Task requirements: Copy each of the following records word for word, without changing anything.

Record list:
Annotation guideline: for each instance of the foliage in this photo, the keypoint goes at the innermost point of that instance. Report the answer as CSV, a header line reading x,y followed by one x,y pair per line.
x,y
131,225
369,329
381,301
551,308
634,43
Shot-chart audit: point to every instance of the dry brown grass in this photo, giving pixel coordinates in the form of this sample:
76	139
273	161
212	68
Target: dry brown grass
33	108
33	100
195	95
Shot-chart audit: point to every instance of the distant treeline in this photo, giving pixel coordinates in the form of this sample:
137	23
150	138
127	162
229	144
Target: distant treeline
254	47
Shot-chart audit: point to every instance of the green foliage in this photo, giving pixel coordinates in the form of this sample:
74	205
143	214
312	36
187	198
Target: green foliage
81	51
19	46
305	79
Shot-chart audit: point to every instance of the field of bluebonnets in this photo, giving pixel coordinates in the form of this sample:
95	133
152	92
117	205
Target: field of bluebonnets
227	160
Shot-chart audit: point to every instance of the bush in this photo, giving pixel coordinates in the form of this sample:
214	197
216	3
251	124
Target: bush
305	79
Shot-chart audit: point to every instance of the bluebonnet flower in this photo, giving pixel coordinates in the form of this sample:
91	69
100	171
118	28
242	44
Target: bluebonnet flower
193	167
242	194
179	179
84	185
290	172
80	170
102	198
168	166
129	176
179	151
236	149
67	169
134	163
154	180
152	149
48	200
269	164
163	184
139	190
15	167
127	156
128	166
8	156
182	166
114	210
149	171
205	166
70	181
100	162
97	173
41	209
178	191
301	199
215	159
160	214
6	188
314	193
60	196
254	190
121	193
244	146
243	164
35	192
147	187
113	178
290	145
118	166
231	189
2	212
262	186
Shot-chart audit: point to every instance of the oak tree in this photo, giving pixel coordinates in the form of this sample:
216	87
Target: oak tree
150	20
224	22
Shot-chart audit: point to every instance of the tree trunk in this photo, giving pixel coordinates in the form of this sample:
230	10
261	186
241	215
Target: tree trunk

Written response:
Annotation guideline: for each instance of the foliage in this photo, the keypoint goes at the innermost point of that instance. Report the answer as CSV, a header line reading x,y followed by one x,y pair per line.
x,y
131,225
369,329
381,301
551,308
634,43
Shot-chart audit: point to every instance of the dry brown grass in this photo, giving pixel coordinates in the form of this sample:
76	139
273	161
212	68
Target: dry brown grass
33	108
33	100
195	95
Shot-chart audit: point to every instance of the distant treeline in this photo, giving pixel coordinates in the form of this sample:
137	23
150	138
127	162
229	144
Target: distant treeline
254	47
Shot-chart audit: point to every instance of the green foliage in this photo, giving pixel coordinates in the form of this sample:
74	205
143	214
312	36
187	198
Target: green foliage
81	51
19	46
305	79
Shot-chart audit: point to every instance of the field of bluebonnets in this photo, giving pixel coordinates in the form of this sample:
95	133
152	92
117	205
Target: field of bluebonnets
227	160
Shot-chart audit: point to every instance of the bush in this photo, giving pixel coordinates in the form of this sample:
214	197
216	3
251	124
Target: bush
305	79
Shot-chart audit: point to every instance of the bluebonnet flower in this photo, giving pixel coordinates in the form of this sample:
91	69
100	171
118	28
242	44
Target: bluebonnet flower
193	167
242	194
179	179
84	185
290	172
80	170
102	198
168	166
129	176
179	151
236	149
67	169
134	163
154	180
152	149
48	200
269	164
163	184
139	190
15	167
127	156
128	166
8	156
182	166
114	210
149	171
205	166
70	181
100	162
97	173
41	209
178	191
301	199
215	159
160	214
6	188
314	193
60	196
254	190
121	193
244	146
243	164
35	192
147	187
113	178
290	145
118	166
231	189
2	212
262	186
Shot-chart audit: point to every instance of the oak tree in this photo, giving pixel coordinates in the form of this sample:
216	87
Target: oak tree
150	20
224	22
Shot-chart audit: point to every instance of the tree trunk in this photo, giving pixel coordinates in the form of this sample:
230	10
261	186
241	215
Target: tree trunk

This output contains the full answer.